- Exercise description: Extract, from the listing that follows, each line containing the word "target".
━━━ Excerpted records
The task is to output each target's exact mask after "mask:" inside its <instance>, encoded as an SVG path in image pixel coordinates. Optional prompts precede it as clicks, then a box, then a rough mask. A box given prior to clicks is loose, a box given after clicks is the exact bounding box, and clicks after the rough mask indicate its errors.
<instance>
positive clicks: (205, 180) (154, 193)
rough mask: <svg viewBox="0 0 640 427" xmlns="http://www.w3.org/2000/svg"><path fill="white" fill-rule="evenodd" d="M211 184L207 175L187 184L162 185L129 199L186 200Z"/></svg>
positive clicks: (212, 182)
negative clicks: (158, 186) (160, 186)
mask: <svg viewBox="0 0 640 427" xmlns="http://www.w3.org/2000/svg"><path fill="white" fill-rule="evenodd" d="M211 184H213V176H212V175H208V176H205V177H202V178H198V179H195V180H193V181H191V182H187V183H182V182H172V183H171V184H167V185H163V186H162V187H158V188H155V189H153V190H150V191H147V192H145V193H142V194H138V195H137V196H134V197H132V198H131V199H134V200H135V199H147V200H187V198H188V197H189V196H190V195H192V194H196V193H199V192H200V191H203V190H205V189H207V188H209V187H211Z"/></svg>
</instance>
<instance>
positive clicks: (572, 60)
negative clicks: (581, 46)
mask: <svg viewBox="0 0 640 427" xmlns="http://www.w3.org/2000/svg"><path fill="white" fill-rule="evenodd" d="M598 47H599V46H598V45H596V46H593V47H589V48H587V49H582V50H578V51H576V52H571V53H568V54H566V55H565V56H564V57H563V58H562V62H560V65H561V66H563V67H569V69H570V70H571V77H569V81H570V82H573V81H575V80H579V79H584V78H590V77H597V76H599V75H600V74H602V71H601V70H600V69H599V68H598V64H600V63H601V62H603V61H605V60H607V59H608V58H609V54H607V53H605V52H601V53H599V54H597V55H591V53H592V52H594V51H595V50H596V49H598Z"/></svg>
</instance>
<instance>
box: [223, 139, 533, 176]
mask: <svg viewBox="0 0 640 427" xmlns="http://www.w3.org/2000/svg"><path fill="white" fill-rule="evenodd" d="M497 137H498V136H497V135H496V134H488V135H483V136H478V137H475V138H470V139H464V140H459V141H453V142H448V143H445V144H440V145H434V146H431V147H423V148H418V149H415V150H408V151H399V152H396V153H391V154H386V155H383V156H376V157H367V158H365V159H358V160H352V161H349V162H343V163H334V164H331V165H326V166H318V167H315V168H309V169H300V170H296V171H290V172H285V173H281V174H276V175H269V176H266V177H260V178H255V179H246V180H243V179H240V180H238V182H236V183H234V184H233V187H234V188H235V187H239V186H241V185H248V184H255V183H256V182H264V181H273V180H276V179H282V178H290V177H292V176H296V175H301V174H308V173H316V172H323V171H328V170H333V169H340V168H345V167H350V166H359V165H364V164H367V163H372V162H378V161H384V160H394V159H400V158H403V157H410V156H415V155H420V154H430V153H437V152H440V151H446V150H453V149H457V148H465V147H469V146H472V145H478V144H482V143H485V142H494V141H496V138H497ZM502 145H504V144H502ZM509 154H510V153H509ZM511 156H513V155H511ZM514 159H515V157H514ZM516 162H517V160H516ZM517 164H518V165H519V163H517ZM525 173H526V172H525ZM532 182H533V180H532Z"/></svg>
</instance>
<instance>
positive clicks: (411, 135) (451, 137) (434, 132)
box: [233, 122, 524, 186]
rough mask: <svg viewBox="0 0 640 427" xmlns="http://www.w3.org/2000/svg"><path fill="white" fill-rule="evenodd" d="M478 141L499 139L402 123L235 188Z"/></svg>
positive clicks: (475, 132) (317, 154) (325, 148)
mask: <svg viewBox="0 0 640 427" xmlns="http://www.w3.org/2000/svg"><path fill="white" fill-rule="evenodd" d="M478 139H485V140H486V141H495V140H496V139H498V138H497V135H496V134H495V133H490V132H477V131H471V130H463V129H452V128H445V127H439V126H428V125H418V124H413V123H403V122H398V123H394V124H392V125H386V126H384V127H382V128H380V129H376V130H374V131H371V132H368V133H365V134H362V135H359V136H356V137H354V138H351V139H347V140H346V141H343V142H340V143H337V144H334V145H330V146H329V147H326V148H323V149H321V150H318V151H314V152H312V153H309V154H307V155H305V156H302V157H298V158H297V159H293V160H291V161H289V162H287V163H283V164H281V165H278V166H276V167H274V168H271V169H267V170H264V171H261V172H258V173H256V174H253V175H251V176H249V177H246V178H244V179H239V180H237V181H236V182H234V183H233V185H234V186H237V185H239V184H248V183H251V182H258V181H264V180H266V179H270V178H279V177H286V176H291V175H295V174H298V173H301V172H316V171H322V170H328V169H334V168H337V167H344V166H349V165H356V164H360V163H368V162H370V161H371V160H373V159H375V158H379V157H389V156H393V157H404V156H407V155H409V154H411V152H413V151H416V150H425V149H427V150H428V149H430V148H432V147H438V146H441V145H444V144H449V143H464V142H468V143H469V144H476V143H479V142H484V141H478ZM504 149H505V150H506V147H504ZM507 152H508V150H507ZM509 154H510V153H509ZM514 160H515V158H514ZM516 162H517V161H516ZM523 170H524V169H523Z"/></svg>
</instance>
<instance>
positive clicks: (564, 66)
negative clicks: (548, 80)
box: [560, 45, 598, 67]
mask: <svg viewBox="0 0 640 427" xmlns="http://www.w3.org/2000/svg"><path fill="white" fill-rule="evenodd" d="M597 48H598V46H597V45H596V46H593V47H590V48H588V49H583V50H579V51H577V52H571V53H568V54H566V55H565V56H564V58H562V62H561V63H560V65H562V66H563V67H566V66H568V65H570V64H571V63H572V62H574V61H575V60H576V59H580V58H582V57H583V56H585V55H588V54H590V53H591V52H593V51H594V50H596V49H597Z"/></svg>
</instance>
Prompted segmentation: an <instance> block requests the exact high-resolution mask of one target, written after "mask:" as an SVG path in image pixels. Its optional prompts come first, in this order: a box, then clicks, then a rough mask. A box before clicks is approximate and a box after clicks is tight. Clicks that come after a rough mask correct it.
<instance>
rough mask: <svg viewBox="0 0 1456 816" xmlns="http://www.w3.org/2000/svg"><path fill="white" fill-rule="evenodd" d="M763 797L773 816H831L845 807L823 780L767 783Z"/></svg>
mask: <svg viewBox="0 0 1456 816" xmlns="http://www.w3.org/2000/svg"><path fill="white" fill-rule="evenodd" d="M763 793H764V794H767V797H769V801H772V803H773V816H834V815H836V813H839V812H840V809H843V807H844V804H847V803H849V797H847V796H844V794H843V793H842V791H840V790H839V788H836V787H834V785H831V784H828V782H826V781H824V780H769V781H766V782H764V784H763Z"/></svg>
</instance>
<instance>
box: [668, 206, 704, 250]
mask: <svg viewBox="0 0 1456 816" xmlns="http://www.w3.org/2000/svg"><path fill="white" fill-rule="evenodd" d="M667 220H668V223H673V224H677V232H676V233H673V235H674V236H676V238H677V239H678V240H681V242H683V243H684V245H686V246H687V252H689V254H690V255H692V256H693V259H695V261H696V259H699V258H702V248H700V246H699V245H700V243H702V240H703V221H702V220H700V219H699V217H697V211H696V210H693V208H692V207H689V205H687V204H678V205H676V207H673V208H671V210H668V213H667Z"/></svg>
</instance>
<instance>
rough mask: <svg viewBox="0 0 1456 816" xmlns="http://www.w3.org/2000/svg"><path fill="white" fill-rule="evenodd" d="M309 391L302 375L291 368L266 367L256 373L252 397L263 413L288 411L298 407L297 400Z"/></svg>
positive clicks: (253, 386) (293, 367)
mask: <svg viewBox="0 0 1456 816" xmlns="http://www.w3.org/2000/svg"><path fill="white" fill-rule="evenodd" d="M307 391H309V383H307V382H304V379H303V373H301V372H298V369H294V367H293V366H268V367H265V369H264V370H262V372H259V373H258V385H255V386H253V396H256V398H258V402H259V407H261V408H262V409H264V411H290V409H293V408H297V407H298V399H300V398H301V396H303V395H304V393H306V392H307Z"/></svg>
━━━━━━
- Output of the task:
The task is to output each target's exact mask after "mask:" inside its <instance>, encoded as an SVG path in image pixel coordinates. Optional prompts precede it as clicks, then a box, then a rough mask. A box given prior to clicks is loose, a box given after clicks is the exact bounding box, and clicks after the rough mask indicate its errors.
Prompted segmentation: an <instance> block requests the exact high-resolution mask of one target, written after "mask:" as an SVG path in image pixels. Its optional prompts come first, in this order: a box, then clicks, then a rough mask. A box before clicks is approximate and a box after clicks is tight. Clicks that come after a rough mask correct it.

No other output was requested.